Poor work-family balance is a key factor, with ‘too much pressure’ and ‘too much work to take leave’ given as the top two reasons for work to impact negatively on a person’s mental health. Add to that increasing workloads and the constant invasion of work into family life, via out-of-hours emailing and texting, and it’s no surprise that the World Health Organisation decided to classify ‘burnout’ as an occupational phenomenon.

With the TUC estimating that the impact of poor mental health now costs over £33bn a year and accounts for 57% of all absences, employers can no longer afford to ignore the impact of poor work-family balance on mental health.

  1. Ending the decade long slump in productivity

Despite near-full employment and occasional periods of growth, figures from the ONS show that the decade-long slump in productivity is continuing. The UK workforce is the least effective of all our major competitors, including France, Germany, the US and even Italy.

More than anything, this highlights the need for family-friendly working practices, where people work fewer hours to meet other commitments outside of work but complete those hours in much more productive ways. Furthermore, this emphasis on working productively shouldn’t just be encouraged in working parents, but all employees. Not least because when Microsoft Japan tested a four-day working week, productivity jumped by 40%.

With economists and mainstream political parties now keen to introduce a 32-hour working week, to help fix the UK’s ‘productivity puzzle’, there will be a big trend towards rolling out shorter working weeks, typically only given to working parents, across entire organisations to allow for more productive working.

  1. Eliminating gender pay gaps

Gender pay gaps will remain an important issue, with companies employing 250 people or more due to publish their 2019 gender pay gaps in the spring of 2020. FTSE 350 companies will also have to publish whether or not they’ve achieved the Hampton Alexander Review target to make a third of their board female.

However, with many companies considerably struggling to make progress, there will also be much greater emphasis on the underlying barriers driving pay disparity. Issues such as flexible working discrimination, for example, which has caused a quarter of flexible workers to say they have been overlooked for promotion, will have to be properly understood and addressed.

MATERIAL PROVIDED:
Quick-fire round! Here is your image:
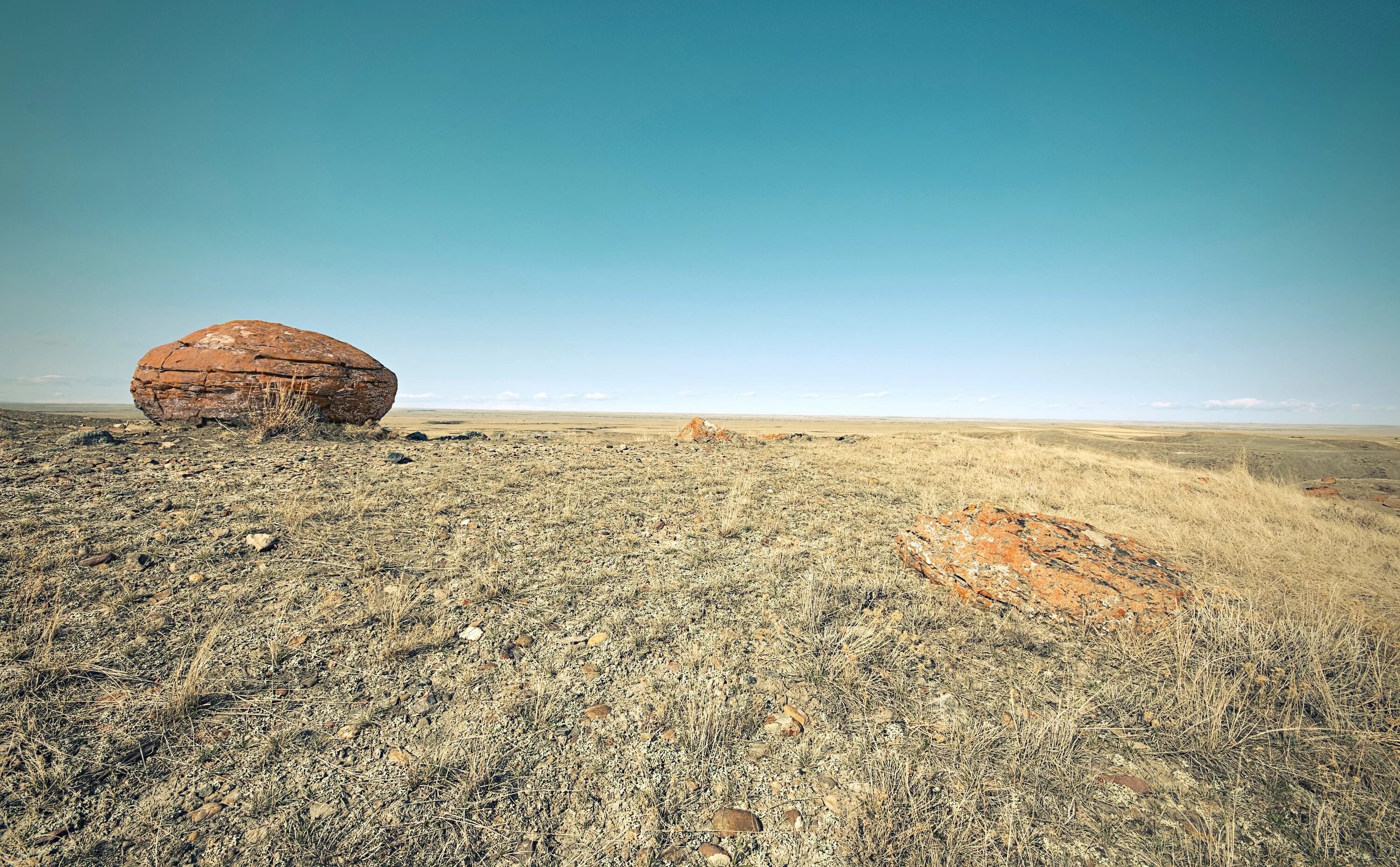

JOB A: Translate this sentence from the workplace trends article into Spanish: "The UK workforce is the least effective of all our major competitors, including France, Germany, the US and even Italy."
JOB B: Carry on the workplace trends article, picking up right after its final sentence about flexible working discrimination.

TASK ANSWER A: La fuerza laboral del Reino Unido es la menos eficaz de todos nuestros principales competidores, incluidos Francia, Alemania, Estados Unidos e incluso Italia.

TASK ANSWER B:
This trend will encourage employers to think about how they are consciously, or unconsciously, discriminating against working mothers, and the importance of opening up more agile ways of working to everyone, so that the three-quarters of women who report finding it harder to progress their careers after having a baby are no longer discriminated against and able to move into more senior roles.

  1. Improving men’s work-family balance

From city traders urging that their hours need to be changed, to support work-family balance, to the one in two men who believe parenting should be shared equally, more and more men are craving a healthier work-family balance.

This matters because ‘hands-on dads’, who take sole charge of their babies at least a few times a week before they turned one, are not only 40% less likely to break up with their partners, but they’re also happier and heathier.

At a time when the male suicide rates in the UK equates to more than 13 deaths a day, workplaces will have to rethink the extent to which they are prohibiting fathers from playing a more active role at home, by refusing two in five male requests for flexible working. Critical to this is creating ‘parent-friendly’ as opposed to just ‘mother-friendly’ workplaces and ensuring men know what parental leave, pay and working arrangements they are entitled to and that they’re not over overlooked for any parental coaching or support networks.

  1. Supporting, and not just retaining, working parents

Having parent-friendly policies and benefits in place isn’t enough if the culture of the company forces people to work late, schedules meetings when they’re meant to be at the school gate and doesn’t give them the flexibility needed to work around the needs of a young family.

Benchmarking research carried out by Working Families found that lack of line-manager capability is the biggest barrier to parents achieving flexible working, with outdated views, such as the belief that people who come in early and work late are the most committed, still hindering working parents from achieving career progress.

How to Prioritise Family-Friendly Workplace Policies In Your Place of Work

With nearly three in four HR professionals (72%) expecting Britain’s departure from the EU to escalate a ‘war for talent’, much more training, coaching and development will be needed in 2020. Managers must be equipped with the skills needed to not only manage flexibility and harness the full potential of working parents in their teams but also increase employee engagement, career progression and satisfaction to help retain them.